**EXERCISE BRIEF:**
Locate each line in the entries below that contains the word "jacket" and copy it out in full. Case counts.

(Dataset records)
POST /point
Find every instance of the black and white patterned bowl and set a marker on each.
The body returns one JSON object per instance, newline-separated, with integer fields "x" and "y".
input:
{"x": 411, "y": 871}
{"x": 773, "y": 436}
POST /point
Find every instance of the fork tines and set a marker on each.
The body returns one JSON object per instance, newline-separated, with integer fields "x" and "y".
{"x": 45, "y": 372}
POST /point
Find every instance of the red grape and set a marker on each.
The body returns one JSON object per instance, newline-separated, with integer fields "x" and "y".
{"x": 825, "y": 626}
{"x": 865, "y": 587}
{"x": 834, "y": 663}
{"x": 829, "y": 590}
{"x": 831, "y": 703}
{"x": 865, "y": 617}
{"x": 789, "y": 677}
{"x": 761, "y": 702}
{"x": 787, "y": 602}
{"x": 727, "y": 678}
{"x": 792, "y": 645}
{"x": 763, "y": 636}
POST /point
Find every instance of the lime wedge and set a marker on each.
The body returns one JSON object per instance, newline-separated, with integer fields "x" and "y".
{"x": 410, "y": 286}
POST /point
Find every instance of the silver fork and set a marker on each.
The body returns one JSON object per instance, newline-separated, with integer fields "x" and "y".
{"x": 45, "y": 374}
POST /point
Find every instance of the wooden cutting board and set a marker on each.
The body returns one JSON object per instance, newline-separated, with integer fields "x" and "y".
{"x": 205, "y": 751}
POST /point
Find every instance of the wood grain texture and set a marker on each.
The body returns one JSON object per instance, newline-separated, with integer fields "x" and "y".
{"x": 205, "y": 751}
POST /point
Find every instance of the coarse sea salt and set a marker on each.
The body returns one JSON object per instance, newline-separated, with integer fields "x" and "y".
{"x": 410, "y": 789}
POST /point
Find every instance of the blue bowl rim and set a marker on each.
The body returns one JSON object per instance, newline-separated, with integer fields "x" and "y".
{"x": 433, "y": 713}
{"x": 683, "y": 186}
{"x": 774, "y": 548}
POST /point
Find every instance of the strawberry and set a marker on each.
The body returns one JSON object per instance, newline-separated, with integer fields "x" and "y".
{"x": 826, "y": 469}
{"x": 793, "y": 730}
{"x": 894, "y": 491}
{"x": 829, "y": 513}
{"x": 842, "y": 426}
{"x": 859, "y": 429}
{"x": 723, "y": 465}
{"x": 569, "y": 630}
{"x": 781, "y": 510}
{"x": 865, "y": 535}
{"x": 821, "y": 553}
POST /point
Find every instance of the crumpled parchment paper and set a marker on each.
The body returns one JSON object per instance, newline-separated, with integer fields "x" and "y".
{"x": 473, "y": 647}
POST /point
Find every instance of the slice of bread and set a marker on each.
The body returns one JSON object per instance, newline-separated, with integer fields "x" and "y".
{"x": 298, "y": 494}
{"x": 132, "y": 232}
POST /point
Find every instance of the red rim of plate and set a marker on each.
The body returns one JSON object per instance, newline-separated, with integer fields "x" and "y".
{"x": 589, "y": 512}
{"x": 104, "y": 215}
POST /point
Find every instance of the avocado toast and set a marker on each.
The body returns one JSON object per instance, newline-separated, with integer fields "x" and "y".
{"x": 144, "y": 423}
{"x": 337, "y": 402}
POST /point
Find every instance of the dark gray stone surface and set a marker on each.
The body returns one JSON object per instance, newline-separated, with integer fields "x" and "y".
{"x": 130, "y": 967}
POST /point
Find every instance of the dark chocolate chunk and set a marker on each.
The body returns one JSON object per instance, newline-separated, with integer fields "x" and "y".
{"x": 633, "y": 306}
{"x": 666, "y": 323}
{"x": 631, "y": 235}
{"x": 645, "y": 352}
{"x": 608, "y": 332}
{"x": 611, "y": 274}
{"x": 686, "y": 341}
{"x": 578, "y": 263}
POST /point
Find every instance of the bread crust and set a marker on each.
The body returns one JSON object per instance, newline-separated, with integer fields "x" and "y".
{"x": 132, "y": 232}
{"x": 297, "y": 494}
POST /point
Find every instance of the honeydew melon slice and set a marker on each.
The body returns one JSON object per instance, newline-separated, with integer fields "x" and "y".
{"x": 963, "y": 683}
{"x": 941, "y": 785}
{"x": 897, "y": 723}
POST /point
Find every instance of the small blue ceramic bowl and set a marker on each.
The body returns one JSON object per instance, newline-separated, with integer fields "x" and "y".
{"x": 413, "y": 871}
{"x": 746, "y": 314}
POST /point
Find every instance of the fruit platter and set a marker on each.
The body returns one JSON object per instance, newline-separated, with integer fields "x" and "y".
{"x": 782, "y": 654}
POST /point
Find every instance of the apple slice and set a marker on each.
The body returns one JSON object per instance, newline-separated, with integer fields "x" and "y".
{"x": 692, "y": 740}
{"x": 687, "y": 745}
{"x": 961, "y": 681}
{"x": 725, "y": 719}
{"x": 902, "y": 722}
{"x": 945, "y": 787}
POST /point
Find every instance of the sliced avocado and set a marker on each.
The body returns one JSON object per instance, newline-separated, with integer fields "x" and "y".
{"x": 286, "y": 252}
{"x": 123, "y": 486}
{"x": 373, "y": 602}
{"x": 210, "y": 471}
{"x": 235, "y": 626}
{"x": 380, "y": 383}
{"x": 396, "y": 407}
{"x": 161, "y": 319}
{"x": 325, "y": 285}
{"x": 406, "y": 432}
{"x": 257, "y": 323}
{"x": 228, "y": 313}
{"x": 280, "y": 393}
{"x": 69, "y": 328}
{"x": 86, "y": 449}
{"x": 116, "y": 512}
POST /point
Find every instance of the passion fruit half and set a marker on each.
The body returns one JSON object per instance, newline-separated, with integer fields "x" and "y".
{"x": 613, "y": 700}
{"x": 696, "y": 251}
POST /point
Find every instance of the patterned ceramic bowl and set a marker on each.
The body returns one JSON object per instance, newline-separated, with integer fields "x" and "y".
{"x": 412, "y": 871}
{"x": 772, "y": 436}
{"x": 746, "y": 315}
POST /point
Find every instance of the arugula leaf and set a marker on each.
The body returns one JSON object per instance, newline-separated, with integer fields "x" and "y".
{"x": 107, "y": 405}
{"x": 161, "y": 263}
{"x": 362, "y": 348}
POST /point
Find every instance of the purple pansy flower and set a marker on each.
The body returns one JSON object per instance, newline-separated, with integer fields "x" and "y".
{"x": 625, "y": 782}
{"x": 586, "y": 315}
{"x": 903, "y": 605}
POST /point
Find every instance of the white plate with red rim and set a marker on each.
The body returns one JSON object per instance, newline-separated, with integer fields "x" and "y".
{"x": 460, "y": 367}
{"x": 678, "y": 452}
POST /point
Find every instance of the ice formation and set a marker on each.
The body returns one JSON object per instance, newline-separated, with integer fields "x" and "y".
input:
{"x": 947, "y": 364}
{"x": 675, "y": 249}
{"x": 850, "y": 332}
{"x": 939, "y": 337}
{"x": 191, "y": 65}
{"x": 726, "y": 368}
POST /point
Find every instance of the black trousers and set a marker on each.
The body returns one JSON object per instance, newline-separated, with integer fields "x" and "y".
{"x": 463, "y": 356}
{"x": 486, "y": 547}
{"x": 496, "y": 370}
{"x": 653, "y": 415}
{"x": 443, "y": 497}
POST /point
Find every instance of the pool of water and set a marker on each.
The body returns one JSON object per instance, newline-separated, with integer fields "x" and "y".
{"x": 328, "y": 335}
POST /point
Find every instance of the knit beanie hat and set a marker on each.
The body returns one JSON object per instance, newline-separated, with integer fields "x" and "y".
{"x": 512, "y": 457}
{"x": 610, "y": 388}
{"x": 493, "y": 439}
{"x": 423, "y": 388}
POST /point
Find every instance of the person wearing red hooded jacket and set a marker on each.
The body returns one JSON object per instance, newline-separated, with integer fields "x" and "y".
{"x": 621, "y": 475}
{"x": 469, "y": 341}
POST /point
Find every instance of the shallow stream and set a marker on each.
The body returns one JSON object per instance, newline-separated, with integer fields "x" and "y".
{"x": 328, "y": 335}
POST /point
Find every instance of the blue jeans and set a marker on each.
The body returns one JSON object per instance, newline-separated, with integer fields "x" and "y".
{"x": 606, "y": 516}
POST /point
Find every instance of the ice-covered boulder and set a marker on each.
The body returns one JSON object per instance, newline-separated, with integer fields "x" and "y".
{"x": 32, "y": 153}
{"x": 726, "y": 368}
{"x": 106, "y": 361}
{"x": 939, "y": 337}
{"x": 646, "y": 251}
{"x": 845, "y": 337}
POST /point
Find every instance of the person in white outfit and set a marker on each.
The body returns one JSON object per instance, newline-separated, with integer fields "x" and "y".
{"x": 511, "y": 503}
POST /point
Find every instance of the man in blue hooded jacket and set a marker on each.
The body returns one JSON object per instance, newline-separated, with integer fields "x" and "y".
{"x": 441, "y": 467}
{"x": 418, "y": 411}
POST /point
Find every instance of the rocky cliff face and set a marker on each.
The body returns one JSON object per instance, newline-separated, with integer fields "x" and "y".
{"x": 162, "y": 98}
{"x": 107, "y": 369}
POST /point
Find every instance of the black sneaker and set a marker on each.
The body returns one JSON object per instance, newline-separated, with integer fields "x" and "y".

**CORRECT RESULT:**
Find every instance of the person wearing red hooded jacket and set a marker on each.
Find every instance of the man in blue hooded jacket and set a marker on each.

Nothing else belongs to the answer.